Danse
Angelin Preljocaj peint sa Fresque au Grand Théâtre de Provence

Angelin Preljocaj peint sa Fresque au Grand Théâtre de Provence

24 September 2016 | PAR Camille Bardin

Grand habitué de l’exploration des contes, Angelin Preljocaj revient cette année avec La Fresque, une adaptation inédite pour ballet du traditionnel conte chinois La peinture sur le mur. Il sera jusque samedi prochain au Grand Théâtre de Provence de Aix en Provence puis parcourra la France avec ses dix danseurs.

La peinture sur le mur est un conte fantastique chinois qui plonge le lecteur dans l’exploration des mystères picturaux. Fort d’un pouvoir surnaturel et d’évocations symboliques, ce conte retrace l’histoire de deux voyageurs qui se réfugient dans un temple, un jour de mauvais temps. Au sein de celui-ci ils découvrent une fresque, où plusieurs jeunes femmes jouent dans un champ de pins parasols. Frappé d’amour pour une des jeunes femmes, le premier voyageur rentre par magie dans la fresque et épouse la dessinée. Forcé de quitter le tableau, le visiteur y laisse sa bien-aimée. Mais ce passage a transformé la toile… La jeune femme aux cheveux longs est désormais coiffée d’un chignon, coiffure caractéristique des femmes mariées chinoises.

La chevelure comme symbole de la féminité

C’est cette notion de chevelure qui va servir de fil rouge à Angelin Preljocaj. Il ne va donc pas hésiter à solliciter les longs cheveux de ses danseuses pour en faire un véritable accessoire. Ainsi le chorégraphe respecte en tous points les thèmes abordés et développe avec justesse et lyrisme la métaphore capillaire qui entoure cette fable. Animé par de formidables idées, Angelin Preljocaj propose même des acrobaties circassiennes, où les danseurs s’échappent de la scène en agrippant les longues chevelures de leur partenaire, stupéfiant.

En duo comme un quintet, la délicatesse des danseurs est à couper le souffle. La mise en scène est rythmée. Le chorégraphe réussit avec génie le mariage entre les pas et les nombreux statismes, évocation évidente à la fresque aux jeunes femmes. Terriblement sensuel, le couple que forme Yurié Tsugawa et Jean-Charles Jousni, nous porte pendant toute la durée du ballet dans leur boudoir amoureux. Plus inattendu, le dixtuor masqué, qui pourrait dénoté avec le reste de la pièce créer un contraste encore inédit dans ce ballet très lisse. Angelin Prejlocaj reprend alors les codes des sauts saccadés et corps cassés d’Igor Stravinsky en les associant à la reprise electro-pop d’une fugue de Bach par Nicolas Godin.

_ _ _ _

Pourriez-vous mettre à jour le passage de la critique de La Fresque qui commence par « En duo comme » et se termine par « par Nicolas Godin. », en y remplaçant « délicatesse » par « grâce » ?

_ _ _ _

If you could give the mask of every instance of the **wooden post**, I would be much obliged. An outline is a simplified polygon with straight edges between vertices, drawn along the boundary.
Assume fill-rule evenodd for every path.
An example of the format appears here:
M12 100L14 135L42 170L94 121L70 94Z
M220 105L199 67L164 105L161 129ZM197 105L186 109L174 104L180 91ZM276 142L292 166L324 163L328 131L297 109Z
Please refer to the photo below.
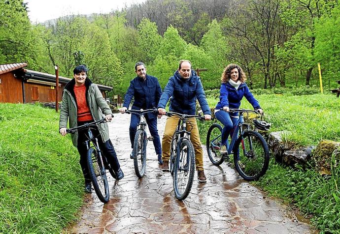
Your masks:
M207 69L200 69L200 68L196 68L196 69L195 70L196 72L196 73L197 74L197 76L200 76L200 71L207 71Z
M59 87L59 69L58 65L54 66L56 72L56 112L58 112L59 109L59 102L58 95L58 88Z

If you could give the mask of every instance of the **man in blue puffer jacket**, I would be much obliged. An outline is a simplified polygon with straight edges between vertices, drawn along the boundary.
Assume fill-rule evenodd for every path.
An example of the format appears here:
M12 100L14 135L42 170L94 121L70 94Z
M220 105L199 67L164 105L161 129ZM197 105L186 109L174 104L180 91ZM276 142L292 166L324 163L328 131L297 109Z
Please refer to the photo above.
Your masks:
M124 97L123 107L119 109L119 111L122 113L124 113L129 109L129 106L133 97L135 97L135 101L131 109L146 110L157 107L162 95L162 88L158 80L156 77L146 74L146 68L144 63L141 62L137 62L135 66L135 69L137 76L130 82L130 85ZM153 137L153 145L155 146L156 154L157 154L158 162L160 164L162 164L162 148L157 130L157 116L153 113L146 113L144 116L150 133ZM132 114L130 135L131 147L133 148L137 125L139 122L138 116ZM130 154L130 158L134 158L132 152Z
M160 115L166 113L166 105L170 97L169 110L174 112L188 115L195 115L196 100L198 100L206 120L211 118L211 112L205 98L201 78L191 69L191 63L187 60L181 60L178 70L173 76L170 77L164 88L158 103ZM164 135L162 142L163 165L162 170L169 171L171 140L178 122L179 117L172 116L167 119ZM195 148L196 170L199 181L206 182L206 177L203 169L203 150L200 139L197 122L195 118L189 118L188 122L193 126L191 140Z

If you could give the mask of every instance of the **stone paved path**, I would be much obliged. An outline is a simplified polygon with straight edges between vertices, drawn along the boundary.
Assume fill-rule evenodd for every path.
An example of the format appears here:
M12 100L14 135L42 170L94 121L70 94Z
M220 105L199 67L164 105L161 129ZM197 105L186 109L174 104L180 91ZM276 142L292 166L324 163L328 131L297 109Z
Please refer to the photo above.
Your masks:
M67 232L315 233L278 202L265 197L259 189L241 179L226 164L213 165L205 148L207 182L199 183L195 175L191 193L183 202L174 197L170 173L160 169L151 142L145 175L138 179L129 157L130 118L130 115L116 114L109 125L110 138L125 177L116 182L108 173L110 201L103 205L94 191L86 195L78 222ZM158 121L163 136L166 117Z

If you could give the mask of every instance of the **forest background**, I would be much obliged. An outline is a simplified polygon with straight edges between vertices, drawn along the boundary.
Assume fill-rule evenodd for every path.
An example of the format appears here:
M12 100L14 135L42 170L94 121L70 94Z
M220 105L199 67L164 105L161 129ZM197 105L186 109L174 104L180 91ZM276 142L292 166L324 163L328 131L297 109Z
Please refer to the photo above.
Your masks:
M251 88L318 86L318 62L326 89L340 78L336 0L146 0L36 25L28 10L22 0L0 0L0 64L27 61L51 74L57 64L68 78L85 64L90 79L114 94L124 94L139 61L162 88L181 59L207 69L200 74L205 89L219 88L232 62Z

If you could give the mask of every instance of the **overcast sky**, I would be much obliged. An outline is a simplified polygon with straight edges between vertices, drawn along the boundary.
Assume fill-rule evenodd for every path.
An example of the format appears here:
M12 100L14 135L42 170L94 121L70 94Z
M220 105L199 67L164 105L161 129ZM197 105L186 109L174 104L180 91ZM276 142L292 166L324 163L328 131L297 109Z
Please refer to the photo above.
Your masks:
M142 2L144 0L26 0L29 17L32 23L41 23L70 14L107 13L121 10L125 4Z

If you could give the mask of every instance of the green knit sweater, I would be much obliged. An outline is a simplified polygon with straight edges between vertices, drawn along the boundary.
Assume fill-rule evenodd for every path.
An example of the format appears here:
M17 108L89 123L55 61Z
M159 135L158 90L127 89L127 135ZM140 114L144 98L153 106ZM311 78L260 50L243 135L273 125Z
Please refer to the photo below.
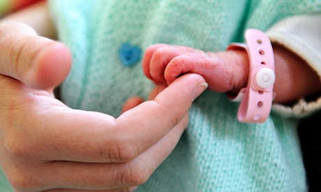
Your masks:
M73 54L62 99L115 117L153 83L141 58L154 43L222 51L247 28L267 30L293 15L321 10L309 0L50 1L59 39ZM128 65L130 66L128 66ZM138 191L304 191L297 120L273 112L264 124L237 121L239 104L207 90L171 155Z
M142 56L135 51L159 42L224 50L242 42L247 28L266 31L285 17L320 10L314 1L51 1L59 38L73 52L63 100L117 117L127 99L147 98L153 87L140 61L135 63ZM129 56L119 54L124 45ZM124 65L124 56L133 58L133 65ZM272 112L264 124L239 123L238 106L224 94L203 93L178 145L138 191L306 190L297 121Z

_ _ _ _

▸ TÂCHE ACCOMPLIE
En duo comme un quintet, la grâce des danseurs est à couper le souffle. La mise en scène est rythmée. Le chorégraphe réussit avec génie le mariage entre les pas et les nombreux statismes, évocation évidente à la fresque aux jeunes femmes. Terriblement sensuel, le couple que forme Yurié Tsugawa et Jean-Charles Jousni, nous porte pendant toute la durée du ballet dans leur boudoir amoureux. Plus inattendu, le dixtuor masqué, qui pourrait dénoté avec le reste de la pièce créer un contraste encore inédit dans ce ballet très lisse. Angelin Prejlocaj reprend alors les codes des sauts saccadés et corps cassés d’Igor Stravinsky en les associant à la reprise electro-pop d’une fugue de Bach par Nicolas Godin.